== WHAT THE TASK REQUIRES ==
Write out each line below precisely, passing over the pictures.

== Saved entries ==
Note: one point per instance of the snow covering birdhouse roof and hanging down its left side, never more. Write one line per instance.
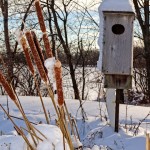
(110, 5)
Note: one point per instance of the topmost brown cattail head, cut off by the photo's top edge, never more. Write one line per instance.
(40, 15)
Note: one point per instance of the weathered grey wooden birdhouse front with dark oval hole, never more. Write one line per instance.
(117, 43)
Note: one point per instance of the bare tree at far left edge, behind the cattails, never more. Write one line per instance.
(9, 15)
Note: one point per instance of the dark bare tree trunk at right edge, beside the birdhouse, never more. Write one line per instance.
(142, 8)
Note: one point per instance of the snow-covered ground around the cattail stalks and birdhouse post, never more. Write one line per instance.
(95, 132)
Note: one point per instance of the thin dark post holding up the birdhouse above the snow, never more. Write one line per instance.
(118, 96)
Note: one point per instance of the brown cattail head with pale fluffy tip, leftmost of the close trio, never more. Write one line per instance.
(27, 55)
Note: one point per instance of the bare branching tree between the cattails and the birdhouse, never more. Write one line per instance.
(67, 20)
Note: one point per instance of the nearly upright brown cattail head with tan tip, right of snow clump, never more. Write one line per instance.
(58, 76)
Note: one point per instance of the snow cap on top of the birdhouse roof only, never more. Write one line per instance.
(117, 5)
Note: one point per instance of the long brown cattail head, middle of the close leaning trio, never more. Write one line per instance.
(36, 56)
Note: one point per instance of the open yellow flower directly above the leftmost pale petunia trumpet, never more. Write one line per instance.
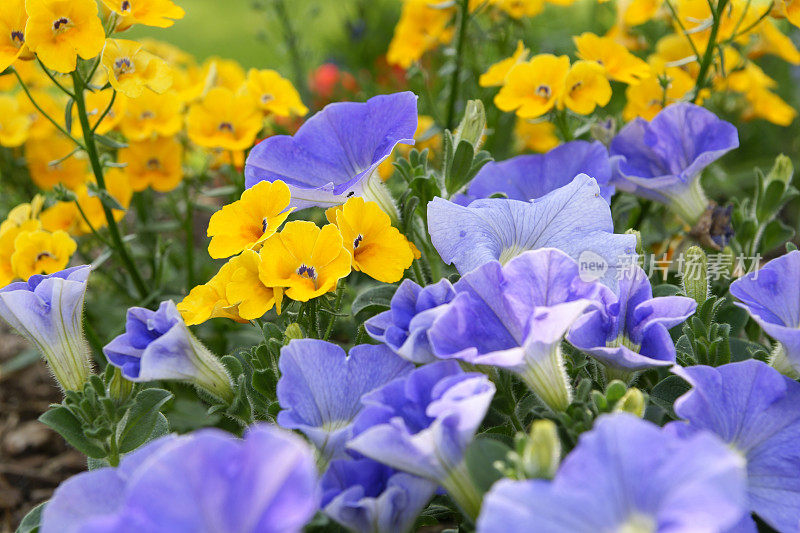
(41, 252)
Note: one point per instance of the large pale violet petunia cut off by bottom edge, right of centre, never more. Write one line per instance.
(626, 474)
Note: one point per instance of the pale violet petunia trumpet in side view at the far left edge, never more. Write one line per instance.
(48, 311)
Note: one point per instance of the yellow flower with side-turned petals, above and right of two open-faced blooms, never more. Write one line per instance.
(619, 63)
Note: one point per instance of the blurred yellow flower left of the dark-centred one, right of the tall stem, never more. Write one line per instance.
(152, 114)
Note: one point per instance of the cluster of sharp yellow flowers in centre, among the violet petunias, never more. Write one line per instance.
(302, 261)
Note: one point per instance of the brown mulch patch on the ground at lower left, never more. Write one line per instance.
(33, 458)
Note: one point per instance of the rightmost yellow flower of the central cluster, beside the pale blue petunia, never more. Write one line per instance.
(378, 249)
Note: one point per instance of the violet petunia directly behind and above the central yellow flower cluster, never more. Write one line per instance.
(336, 153)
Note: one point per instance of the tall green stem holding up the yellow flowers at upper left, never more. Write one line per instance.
(97, 169)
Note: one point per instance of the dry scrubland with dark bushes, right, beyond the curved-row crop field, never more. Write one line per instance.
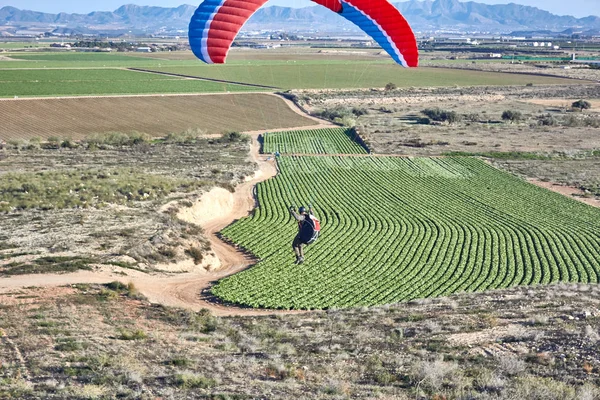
(548, 141)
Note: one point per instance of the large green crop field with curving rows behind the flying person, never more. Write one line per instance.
(395, 229)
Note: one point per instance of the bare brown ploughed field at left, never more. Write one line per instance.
(77, 118)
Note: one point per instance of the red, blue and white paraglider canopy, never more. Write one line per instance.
(216, 23)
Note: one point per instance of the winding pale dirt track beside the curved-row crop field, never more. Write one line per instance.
(186, 289)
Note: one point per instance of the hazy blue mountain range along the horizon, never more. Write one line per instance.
(427, 16)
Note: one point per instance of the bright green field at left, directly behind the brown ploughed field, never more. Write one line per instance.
(71, 82)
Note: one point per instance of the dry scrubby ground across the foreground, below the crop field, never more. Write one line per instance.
(85, 342)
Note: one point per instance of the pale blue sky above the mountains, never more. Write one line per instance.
(578, 8)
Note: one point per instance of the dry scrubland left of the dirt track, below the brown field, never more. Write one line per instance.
(66, 206)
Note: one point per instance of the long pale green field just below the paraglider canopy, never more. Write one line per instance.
(347, 74)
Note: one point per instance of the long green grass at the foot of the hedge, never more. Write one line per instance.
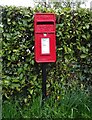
(75, 104)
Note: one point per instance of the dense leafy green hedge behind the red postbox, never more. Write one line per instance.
(73, 69)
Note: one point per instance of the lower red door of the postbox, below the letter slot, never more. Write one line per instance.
(45, 47)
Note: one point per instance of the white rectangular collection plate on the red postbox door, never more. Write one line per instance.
(45, 46)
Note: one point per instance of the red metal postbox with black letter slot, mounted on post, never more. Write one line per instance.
(45, 38)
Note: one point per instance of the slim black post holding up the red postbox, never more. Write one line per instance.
(43, 82)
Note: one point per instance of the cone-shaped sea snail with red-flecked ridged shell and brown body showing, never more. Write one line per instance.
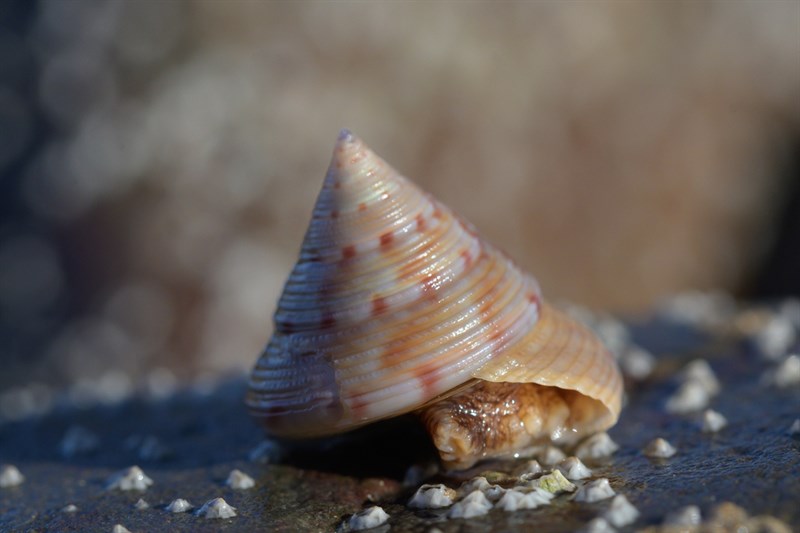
(397, 305)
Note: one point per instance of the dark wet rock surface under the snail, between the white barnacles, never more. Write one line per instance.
(753, 462)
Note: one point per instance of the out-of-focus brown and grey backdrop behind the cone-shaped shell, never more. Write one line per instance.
(159, 160)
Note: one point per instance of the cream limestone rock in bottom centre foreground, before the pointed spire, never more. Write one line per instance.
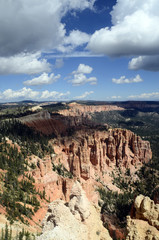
(60, 224)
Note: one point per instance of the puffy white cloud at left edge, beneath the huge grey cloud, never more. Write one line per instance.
(24, 63)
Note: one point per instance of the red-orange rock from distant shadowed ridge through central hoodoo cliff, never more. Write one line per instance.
(88, 153)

== WORKED SOLUTION ==
Note: one point per instance of the snow covering birdhouse roof and hanging down its left side, never more. Write one line per instance.
(110, 5)
Note: one point per instance of the topmost brown cattail head, cut off by the photo's top edge, never more. Write one line per instance.
(40, 15)
Note: one point per instance of the weathered grey wooden birdhouse front with dark oval hole, never more. Write one line per instance.
(117, 43)
Note: one point per instance of the bare tree at far left edge, behind the cattails, never more. Write one line per instance.
(9, 15)
Note: one point per instance of the dark bare tree trunk at right edge, beside the birdhouse, never more. Write one line per instance.
(142, 8)
Note: one point per instance of the snow-covered ground around the cattail stalks and birdhouse post, never more. Write one line per instance.
(95, 132)
Note: one point per instance of the thin dark post holding up the birdhouse above the snow, never more. Write one line per instance.
(118, 96)
Note: one point per instance of the brown cattail head with pale fluffy tip, leftmost of the close trio, never more. Write one line per instance.
(27, 55)
Note: one point per instance of the bare branching tree between the cattails and the birdhouse, never more. Write one line per instance.
(67, 20)
Note: one point per instance of the nearly upright brown cattail head with tan tip, right of snow clump, never more. Write one line per instance.
(58, 76)
Note: one point per instance of the snow cap on top of the birdhouse roof only, never more. Write one line per instance.
(117, 5)
Note: one point per instance of the long brown cattail head, middle of the close leaning trio, never more. Write one line per instance.
(36, 56)
Note: one point per instance of the open yellow flower directly above the leftmost pale petunia trumpet, never more. Write one line per instance.
(41, 252)
Note: one point per instance of the large pale violet petunia cut off by bottom edge, right of centre, never more. Write one line per instance.
(626, 474)
Note: one point per instance of the pale violet petunia trumpet in side view at the far left edge, never more. Write one line per instance.
(48, 311)
Note: one point per instance of the yellow flower with side-turned petals, above and right of two open-faced blooms, never more. Write one line per instance.
(619, 63)
Note: one point per instance of the blurred yellow flower left of the dark-centred one, right of the tall stem, never more. Write one line per instance.
(152, 114)
Note: one point per instance of the cluster of sharp yellow flowers in centre, among the violet petunias, never more. Write one line per instance.
(302, 261)
Note: one point per instance of the brown mulch patch on the ground at lower left, never more. Write one line per instance.
(33, 458)
Note: one point per instance of the rightmost yellow flower of the central cluster, beside the pale blue petunia, never more. Write one line per instance.
(378, 249)
Note: one point per instance of the violet petunia directly behind and above the central yellow flower cluster, never more. Write one line per instance.
(336, 153)
Note: one point per instance of the tall green stem holding up the yellow flowers at upper left, never more. Write one line per instance.
(97, 169)
Note: one point per instance of the dry scrubland with dark bushes, right, beyond the curved-row crop field, never more. Write one line per instance.
(548, 141)
Note: one point per instance of the large green crop field with curving rows behind the flying person, never more. Write one line per instance.
(395, 229)
Note: one point per instance of the bare brown ploughed field at left, never more. Write one line per instance.
(77, 118)
Note: one point per instance of the red, blue and white paraglider canopy, never more. Write one line per instance.
(216, 23)
Note: one point per instance of the winding pale dirt track beside the curved-row crop field, never more. Write one line per instance.
(186, 289)
Note: one point per instance of the hazy blue mountain range along the horizon, never more. Write one line per instance.
(427, 16)
Note: one point per instance of the bright green field at left, directly behind the brown ploughed field, never more. Write one line per instance.
(71, 82)
Note: one point per instance of the dry scrubby ground across the foreground, below the crop field, never more. Write one line per instance.
(85, 342)
Note: one point per instance of the pale blue sky above the mountains, never more. Write one line per instance.
(578, 8)
Note: one point per instance of the dry scrubland left of the dirt track, below the brown field, never more. Write one line per instance.
(66, 206)
Note: one point per instance of the long pale green field just below the paraglider canopy, never more. Write one line per instance.
(347, 74)
Note: one point per instance of the long green grass at the foot of the hedge, never more. Write one line per instance.
(75, 104)
Note: one point per instance of the dense leafy green hedge behind the red postbox, never more. Write one line per instance.
(73, 69)
Note: one point per instance of the lower red door of the postbox, below the letter slot, never more. Write one line per instance.
(45, 47)
Note: one point per instance of the white rectangular collection plate on the red postbox door, never more. Write one line per instance.
(45, 46)
Note: one point per instance of the red metal postbox with black letter slot, mounted on post, never more. Write one line per instance.
(45, 38)
Note: one point per instance of the slim black post holding up the red postbox, never more. Write one line per instance.
(43, 82)
Note: one point per instance of the cone-shaped sea snail with red-flecked ridged shell and brown body showing, never more. Write one line per instance.
(397, 305)
Note: one point per instance of the dark wet rock surface under the snail, between the white barnacles, never more. Write one line per instance.
(753, 462)
Note: one point per instance of the out-of-focus brown and grey backdrop behind the cone-shaped shell, never more. Write one line per instance.
(159, 160)
Note: one point per instance of the cream limestone rock in bottom centre foreground, before the pointed spire, never more. Write one line per instance.
(60, 224)
Note: one point per instance of the puffy white cloud at left edge, beneath the huge grey cloud, never more. Write one line per instance.
(24, 63)
Note: one point per instance of the red-orange rock from distant shadowed ridge through central hoodoo cliff, never more. Write one line per instance.
(88, 153)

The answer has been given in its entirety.